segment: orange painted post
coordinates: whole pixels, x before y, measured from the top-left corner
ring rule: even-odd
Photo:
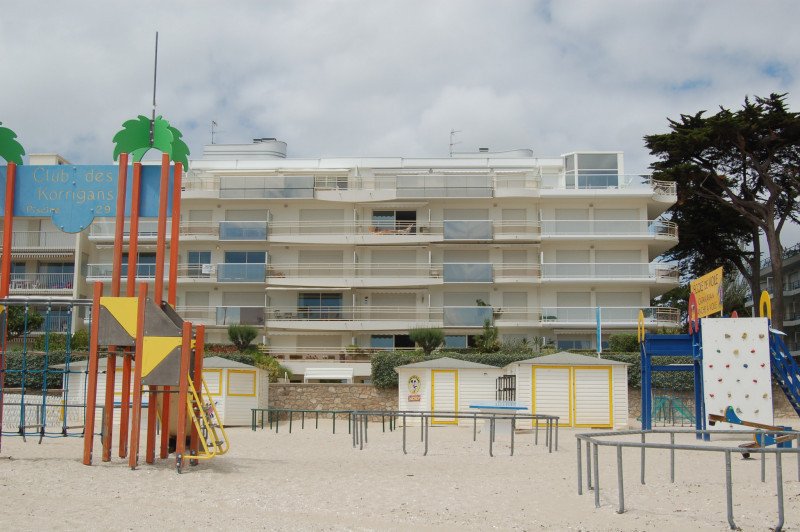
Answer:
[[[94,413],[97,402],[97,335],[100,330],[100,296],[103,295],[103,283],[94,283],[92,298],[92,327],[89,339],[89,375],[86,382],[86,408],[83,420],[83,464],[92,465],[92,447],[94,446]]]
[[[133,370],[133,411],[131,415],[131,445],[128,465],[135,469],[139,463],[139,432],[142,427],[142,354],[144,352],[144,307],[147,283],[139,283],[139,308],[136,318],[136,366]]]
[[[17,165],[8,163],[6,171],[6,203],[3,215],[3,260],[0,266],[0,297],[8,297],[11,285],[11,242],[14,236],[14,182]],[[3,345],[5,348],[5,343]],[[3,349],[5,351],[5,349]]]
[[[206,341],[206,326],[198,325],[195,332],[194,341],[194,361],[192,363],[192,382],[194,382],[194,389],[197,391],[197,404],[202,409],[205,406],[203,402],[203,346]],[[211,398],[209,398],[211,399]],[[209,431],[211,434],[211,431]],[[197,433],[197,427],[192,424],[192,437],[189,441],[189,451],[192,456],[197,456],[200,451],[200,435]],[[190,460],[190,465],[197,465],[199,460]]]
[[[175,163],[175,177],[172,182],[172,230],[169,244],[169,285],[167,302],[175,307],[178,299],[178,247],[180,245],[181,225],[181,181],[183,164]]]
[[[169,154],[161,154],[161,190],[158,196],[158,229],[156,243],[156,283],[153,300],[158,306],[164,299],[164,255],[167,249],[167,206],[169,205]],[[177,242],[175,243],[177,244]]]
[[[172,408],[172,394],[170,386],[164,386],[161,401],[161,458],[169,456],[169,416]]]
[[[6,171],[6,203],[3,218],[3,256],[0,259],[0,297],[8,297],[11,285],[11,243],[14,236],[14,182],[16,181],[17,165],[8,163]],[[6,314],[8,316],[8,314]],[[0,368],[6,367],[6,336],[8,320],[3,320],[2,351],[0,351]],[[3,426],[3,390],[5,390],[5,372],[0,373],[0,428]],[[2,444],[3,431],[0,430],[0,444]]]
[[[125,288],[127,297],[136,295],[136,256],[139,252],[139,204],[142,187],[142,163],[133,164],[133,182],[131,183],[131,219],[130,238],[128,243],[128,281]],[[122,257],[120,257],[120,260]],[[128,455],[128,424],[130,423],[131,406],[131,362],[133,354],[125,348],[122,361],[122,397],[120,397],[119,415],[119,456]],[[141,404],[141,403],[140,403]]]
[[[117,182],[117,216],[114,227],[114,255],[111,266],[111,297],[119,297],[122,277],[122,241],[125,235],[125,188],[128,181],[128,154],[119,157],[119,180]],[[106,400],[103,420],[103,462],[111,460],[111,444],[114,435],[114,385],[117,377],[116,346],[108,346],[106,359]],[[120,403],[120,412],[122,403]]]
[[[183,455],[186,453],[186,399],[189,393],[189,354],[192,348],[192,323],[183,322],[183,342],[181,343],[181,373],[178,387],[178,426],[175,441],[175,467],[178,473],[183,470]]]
--
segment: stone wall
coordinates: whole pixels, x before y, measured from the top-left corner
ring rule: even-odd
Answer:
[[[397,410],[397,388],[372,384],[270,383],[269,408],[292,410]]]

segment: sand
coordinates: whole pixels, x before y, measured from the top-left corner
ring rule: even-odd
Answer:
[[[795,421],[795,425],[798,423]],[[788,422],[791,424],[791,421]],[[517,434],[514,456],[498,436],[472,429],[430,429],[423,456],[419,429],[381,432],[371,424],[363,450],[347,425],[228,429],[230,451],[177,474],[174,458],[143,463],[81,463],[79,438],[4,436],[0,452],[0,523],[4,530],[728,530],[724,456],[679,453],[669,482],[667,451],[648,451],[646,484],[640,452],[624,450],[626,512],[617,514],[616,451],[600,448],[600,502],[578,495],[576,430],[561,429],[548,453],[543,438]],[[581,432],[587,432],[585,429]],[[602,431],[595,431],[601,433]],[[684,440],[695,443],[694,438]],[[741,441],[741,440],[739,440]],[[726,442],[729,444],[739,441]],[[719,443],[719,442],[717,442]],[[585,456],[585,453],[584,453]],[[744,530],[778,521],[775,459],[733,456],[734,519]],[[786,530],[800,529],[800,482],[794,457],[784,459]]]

* **PROBLEM DESCRIPTION**: Would you please copy every line from the listing above that contains the word "segment"?

* **SOLUTION FOR THIS TASK**:
segment: orange painted post
segment: stone wall
segment: sand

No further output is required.